__Complete the following__.
**a)** List every song title named in the passage about the Spinners.
**b)** Reproduce the passage about the Spinners from "The Rubberband Man: Wynne" up to and including "a good thing.".
[START Source passage]
We will get to the Stylistics in a subsequent article, but I have to opine that in a battle of the vocal bands, The Stylistics win with me for a few songs, but the Spinners win for me as a whole.

The Spinners began as a little known vocal group mostly recording for Motown, but they were lost in the shuffle of the more dominant Supremes, Four Tops, Temptations and Stevie Wonder.

However, it was the latter artist, Stevie, who made the world notice The Spinners, giving them his ultra-dynamic song (co-written with others) It's A Shame.

But the group didn't find its own identity until they signed with Atlantic and hooked up with Bell, who started them on a road of multiple huge hits. The extra cherry on the soul cake was the super-energetic acrobatic vocals of Philippe Wynne.

The hits were numerous — I'll Be Around, Could It Be I'm Falling In Love, Then Came You with Dionne Warwick (actually Warwicke during that time period for some reason) and many others.

Here are my favourites:

The Rubberband Man: Wynne at his scatting (wordless vocals) best on at track from, ironically, the group's worst album with Bell, Happiness Is Being With the Spinners. Get the full six-minute version — the edited single is too little of a good thing.
[END Source passage]
[START Information shown]
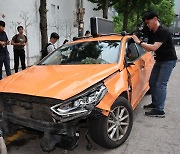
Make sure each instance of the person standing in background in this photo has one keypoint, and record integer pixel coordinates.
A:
(18, 42)
(4, 54)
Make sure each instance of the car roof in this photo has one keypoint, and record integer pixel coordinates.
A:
(98, 38)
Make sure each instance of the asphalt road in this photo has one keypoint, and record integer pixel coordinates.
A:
(148, 136)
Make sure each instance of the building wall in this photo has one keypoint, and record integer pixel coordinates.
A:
(61, 15)
(176, 23)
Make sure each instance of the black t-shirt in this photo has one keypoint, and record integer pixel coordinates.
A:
(166, 52)
(4, 38)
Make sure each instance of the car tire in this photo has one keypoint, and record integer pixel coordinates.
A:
(110, 132)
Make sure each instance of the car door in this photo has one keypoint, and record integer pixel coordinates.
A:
(135, 74)
(146, 63)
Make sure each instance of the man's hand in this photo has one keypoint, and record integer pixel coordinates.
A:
(3, 44)
(136, 39)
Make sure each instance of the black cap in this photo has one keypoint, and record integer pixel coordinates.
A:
(149, 15)
(54, 35)
(2, 23)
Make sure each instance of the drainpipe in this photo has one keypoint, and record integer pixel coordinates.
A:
(80, 16)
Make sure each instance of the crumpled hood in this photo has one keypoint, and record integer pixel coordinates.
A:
(59, 81)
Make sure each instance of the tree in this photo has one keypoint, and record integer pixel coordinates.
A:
(43, 23)
(104, 5)
(131, 9)
(165, 11)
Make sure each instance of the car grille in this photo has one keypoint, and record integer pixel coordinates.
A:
(28, 106)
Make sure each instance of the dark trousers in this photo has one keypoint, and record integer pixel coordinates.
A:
(19, 54)
(160, 75)
(5, 59)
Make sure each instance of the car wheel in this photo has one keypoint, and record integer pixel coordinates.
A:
(113, 130)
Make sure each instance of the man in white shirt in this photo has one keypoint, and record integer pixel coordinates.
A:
(53, 39)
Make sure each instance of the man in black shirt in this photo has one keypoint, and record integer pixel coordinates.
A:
(4, 54)
(165, 62)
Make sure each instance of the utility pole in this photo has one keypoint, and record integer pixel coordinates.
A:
(80, 16)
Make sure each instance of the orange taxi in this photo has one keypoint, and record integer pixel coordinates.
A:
(99, 81)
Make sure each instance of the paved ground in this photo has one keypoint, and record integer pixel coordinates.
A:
(148, 136)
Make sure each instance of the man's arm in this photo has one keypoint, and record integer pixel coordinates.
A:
(151, 47)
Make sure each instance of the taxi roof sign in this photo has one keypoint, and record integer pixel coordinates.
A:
(101, 26)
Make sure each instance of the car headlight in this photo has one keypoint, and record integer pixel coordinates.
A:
(80, 105)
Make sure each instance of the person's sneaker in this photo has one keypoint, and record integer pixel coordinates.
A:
(149, 106)
(155, 113)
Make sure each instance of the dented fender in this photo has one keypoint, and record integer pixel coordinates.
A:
(116, 85)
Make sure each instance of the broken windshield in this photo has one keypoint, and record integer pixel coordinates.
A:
(94, 52)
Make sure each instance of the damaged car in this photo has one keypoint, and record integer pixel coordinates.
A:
(97, 80)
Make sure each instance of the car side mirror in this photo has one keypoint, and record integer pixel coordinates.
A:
(129, 63)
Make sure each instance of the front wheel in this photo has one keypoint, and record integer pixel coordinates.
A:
(113, 130)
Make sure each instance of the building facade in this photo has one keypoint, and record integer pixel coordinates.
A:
(176, 23)
(61, 15)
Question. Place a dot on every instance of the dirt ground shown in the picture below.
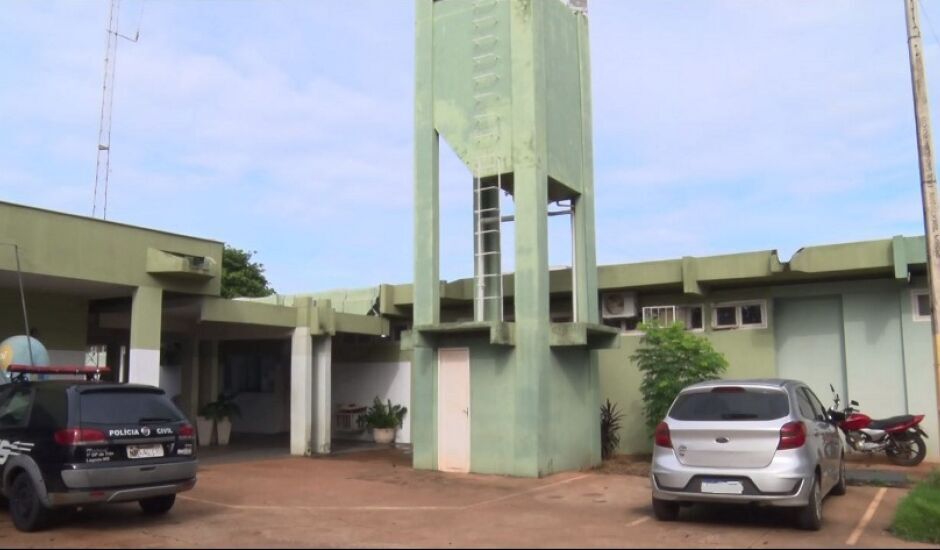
[END Information shown]
__Solutions to the exercise__.
**a)**
It's A Shame
I'll Be Around
Could It Be I'm Falling In Love
Then Came You
The Rubberband Man

**b)**
The Rubberband Man: Wynne at his scatting (wordless vocals) best on at track from, ironically, the group's worst album with Bell, Happiness Is Being With the Spinners. Get the full six-minute version — the edited single is too little of a good thing.